> **Extract to read**:
—————
Today I had lunch with a friend and colleague that I have not seen or talked to in several years. I hate it when I lose contact with a person whose friendship I value. Still, sometimes, it happens.
The woman that I reconnected with today is one helluva clinical social worker and an adoptive mother of two boys whom she adopted as older children. She works with children with attachment issues. She and her twin sister are also adoptees, transracial adoptees. She has also experienced search and reunion with her biological family. THWACK! Do you hear that? That's the sound of me slapping my forehead. I should have tracked her down as soon as I started blogging for adoption.com so that I could pick her brain about adoptive parenting issues. Maybe I could have even invited her to write something about her experience that I could have shared here on this blog. I'm going to check with my editor and see if that's allowed, if so, I will follow up on that idea.
Catching up with my friend and hearing all about how her children are doing was like attending my own private seminar. The woman is phenomenal. Many of my regular readers will recall that I was very persnickety with our social worker about the type of child I was willing to adopt. That turned out to be a good thing, almost perfect, for our adoption experience. My friend was just the opposite. Once she decided to adopt, she committed 100% to being the mother of whatever child came into her life. She didn't have a moment's hesitation about adopting two older boys, unrelated to one another, both with challenging histories. She has had to rely on her clinical knowledge, her therapeutic savvy, and some good old-fashioned mother's love to give her children a fighting chance and they have all come through with flying colors.
—————
> **Prompt 1**: In the blog post, whom did the friend adopt?
> **Prompt 2**: Continue the blog post about reconnecting with an old friend, starting after its last sentence.
The records are separate material and are unrelated to the blog post.

> **Data records**:
—————
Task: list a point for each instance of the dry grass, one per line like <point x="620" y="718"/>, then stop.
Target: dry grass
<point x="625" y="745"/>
—————
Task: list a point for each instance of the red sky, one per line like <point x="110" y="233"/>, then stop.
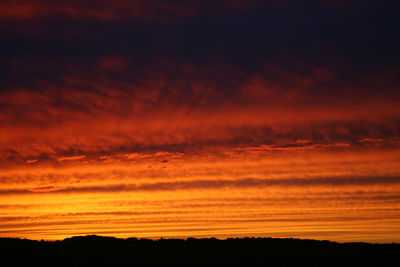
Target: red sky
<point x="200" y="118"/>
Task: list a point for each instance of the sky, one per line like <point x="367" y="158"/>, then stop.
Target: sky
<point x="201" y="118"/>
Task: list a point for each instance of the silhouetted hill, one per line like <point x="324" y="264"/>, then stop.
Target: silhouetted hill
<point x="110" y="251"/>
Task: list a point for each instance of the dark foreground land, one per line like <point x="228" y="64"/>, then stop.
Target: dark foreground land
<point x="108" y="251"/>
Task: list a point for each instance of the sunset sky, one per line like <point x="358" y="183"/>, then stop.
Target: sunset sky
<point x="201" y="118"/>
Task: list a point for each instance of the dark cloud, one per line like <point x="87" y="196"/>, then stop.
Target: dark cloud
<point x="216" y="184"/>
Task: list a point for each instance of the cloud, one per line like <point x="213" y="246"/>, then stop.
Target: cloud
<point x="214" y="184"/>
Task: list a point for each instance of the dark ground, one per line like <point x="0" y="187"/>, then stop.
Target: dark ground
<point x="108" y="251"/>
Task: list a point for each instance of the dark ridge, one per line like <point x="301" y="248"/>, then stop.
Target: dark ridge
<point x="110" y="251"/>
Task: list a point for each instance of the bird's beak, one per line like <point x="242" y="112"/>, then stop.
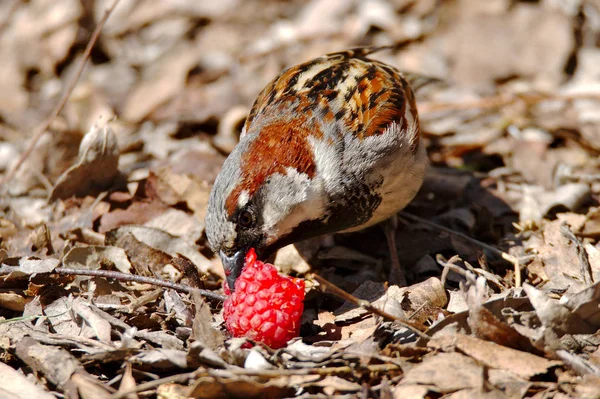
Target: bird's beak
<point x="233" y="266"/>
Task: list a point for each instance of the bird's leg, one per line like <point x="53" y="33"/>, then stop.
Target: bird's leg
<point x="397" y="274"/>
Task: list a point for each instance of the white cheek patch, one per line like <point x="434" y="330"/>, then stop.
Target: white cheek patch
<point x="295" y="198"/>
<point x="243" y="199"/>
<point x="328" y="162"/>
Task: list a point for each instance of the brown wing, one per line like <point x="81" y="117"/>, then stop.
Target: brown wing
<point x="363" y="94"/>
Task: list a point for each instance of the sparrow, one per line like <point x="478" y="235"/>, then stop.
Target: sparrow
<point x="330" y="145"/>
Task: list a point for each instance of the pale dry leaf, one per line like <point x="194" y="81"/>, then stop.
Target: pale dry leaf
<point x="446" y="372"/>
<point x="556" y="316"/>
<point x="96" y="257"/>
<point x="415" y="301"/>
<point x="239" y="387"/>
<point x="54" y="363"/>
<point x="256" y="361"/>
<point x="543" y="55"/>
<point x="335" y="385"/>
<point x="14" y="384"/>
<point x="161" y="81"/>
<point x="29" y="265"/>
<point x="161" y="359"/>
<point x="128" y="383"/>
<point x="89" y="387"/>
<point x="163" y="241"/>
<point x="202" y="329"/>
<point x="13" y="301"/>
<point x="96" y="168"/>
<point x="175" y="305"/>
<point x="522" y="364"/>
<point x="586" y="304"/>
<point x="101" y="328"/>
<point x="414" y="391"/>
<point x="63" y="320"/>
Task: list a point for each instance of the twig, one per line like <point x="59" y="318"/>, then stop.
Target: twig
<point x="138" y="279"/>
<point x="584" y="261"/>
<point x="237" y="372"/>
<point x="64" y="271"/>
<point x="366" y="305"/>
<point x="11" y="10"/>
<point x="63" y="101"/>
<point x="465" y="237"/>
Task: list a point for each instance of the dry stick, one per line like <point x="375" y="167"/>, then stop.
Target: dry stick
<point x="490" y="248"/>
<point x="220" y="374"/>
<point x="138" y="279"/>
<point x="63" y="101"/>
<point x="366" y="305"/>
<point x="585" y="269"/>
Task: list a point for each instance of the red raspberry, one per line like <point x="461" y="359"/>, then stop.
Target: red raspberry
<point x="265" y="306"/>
—————
> **Answer 1**: She adopted two boys, unrelated to each other, as older children.

> **Answer 2**:
It would not be appropriate for me to share the details of their adoption story or her experience as an adoptive mother, so you'll just have to trust me when I devolve into hyperbole and say that this young woman is a miracle worker. Both of her sons are doing fabulously well and she was very much the proud mother while we were talking about our kids. It was neat to see how positive their experience has turned out to be. She still has a few more years before both of the boys are off to live independently either in college or as gainfully employed adults, but she can see the light at the end of the tunnel.
I try to emphasize the positive adoption experience in much of my writing. Sometimes, it seems that so many adoption stories are filled with trials, and struggles, and challenges, and, even, misery. I guess it is easy for the feel good adoption stories either get lost in the shuffle, or to become exaggerated examples of perfection. I was inspired after my lunch date today with my friend. Her family's experience is an example of an adoption story that is not picture perfect, or easy, nor is it filled with misery and disaster. It is a comlete story that contains all of the elements of life, just like most families. In my book
that qualifies as a feel good story.